__Work to do__. Can you continue the Doom Patrol passage with the next part, starting right after its last sentence?

__Passage__.
The Fog: It's one of these angels of the Apocalypse, y'know? - Death, War, Famine, Plague and ah...
Mr. Nobody: Belgian sitcoms?
Among the underlings of the Cult of the Unwritten Book are the Pale Police, who speak in anagrams. When one tries to do in Willoughby Kipling, he gets taken out by Rebis, his last words being "This!"
When Mallah mentions chess, the Brain has this to say:
The Brain: Chess! I'm tormented by thoughts of strip chess.
Not related to the Brotherhood of Evil, but what does Cliff's new body want to do after gaining sentience? Why, sing and dance of course.
Mallah throwing Brain as a projectile towards Cliff's brain.
Mosieur Mallah: Brain versus Brain!
The Brain: Mallah! For God's sake! What are you doing? What are you... * Hits Cliff * owww...
Mallah and the Brain declaring their love for each other is pretty cute, but it's also pretty bizarre.
The Brain: Kiss me Mallah! But first please... Take that gum out your mouth.
In issue #38, we are told of the many phases of a Forever War between two trippy alien races, the Orthodoxy and the Geomancers. While most of them are disastrous and inflict apocalyptic amounts of damage on both sides, there was also The War of Nerves:
Mesh agent: Each side would ignore the other in an attempt to irritate the enemy into submission.
Crazy Jane showing she's Not So Above It All when the Mesh offer the Doom Patrol to accompany them:
Robotman: What d'you think? Chief?
Crazy Jane: Are they talking about going to space? Tell them we'll do it! Tell them we'll go!
Issue #45 might just be the funiest Doom Patrol issue period, due to in no small part the tons of Bathos Beard Hunter emanates. Ernest Franklin is without doubt a deeply unpleasant and messed-up psycho, but he's also completely ridiculous. Due to a hormone deficiency he can't grow a beard, so he hates and envies anyone who can. This of course leads him to go after Niles Caulder. Cue massive doses of Large Ham and Chewing the Scenery.

__Listed records__.
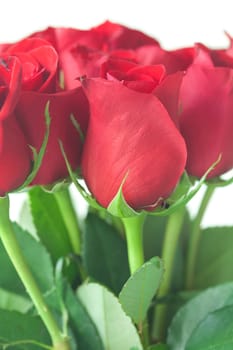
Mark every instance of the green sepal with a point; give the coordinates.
(220, 182)
(185, 197)
(56, 186)
(90, 200)
(38, 157)
(182, 188)
(119, 207)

__Result__.
Beard Hunter: * After killing a comic book store clerk * I think of that punk's sick legacy; a whole subculture of good kids afraid of buying their favourite comic books because of his smartass criticism and his know-everything sneering beard. Well. Not so clever now, are you? Punk. I'd have jumped down, but it looked kind of high and I didn't want to hurt my foot again, like last time.
The Bearded Gentlemen's Club of Metropolis also deserves a mention due to how obsessed and bizarre they are with beards, almost to the point of pogophilia:
When he is finally fighting the Chief, Ernest is so incompetent that he is defeated with stuff like sunflower oil and Campbell soups. What really sells it is his Punisher-esque inner narration.
Beard Hunter: * Slipping on oil * I go down like a five dollar hooker. Goddamn! Have to make it look like I meant it. * Crashing on a stand of canned soup * 57 varieties. Feels like I took 58. Can't let him see I'm crying.
After he pathetically dies, we see him reach the afterlife and this follows.
God: Ernest. We're three heaveanly visitors come with a message for you. The message is: It's true about award-winning writer/artist Ron Mc Murray and his grasp of the english language.
Beard Hunter: Shit! Beards! Beards! I forgot He has a beard.
His Heroic Wannabe tendencies are lampshaded by his mother, who he lives with:
Ernest's Mom: Your Oscar's in the mail, Miss Streep!
Ernest: You know where I've been, mom. I've been out on the streets, fighting my lonely war against facial hair. Why do you have to keep asking me the same thing every time?
Ernest's Mom: Facial hair! You're thirty-six years old, Ernest. Don't you think it's about time you had a girlfriend?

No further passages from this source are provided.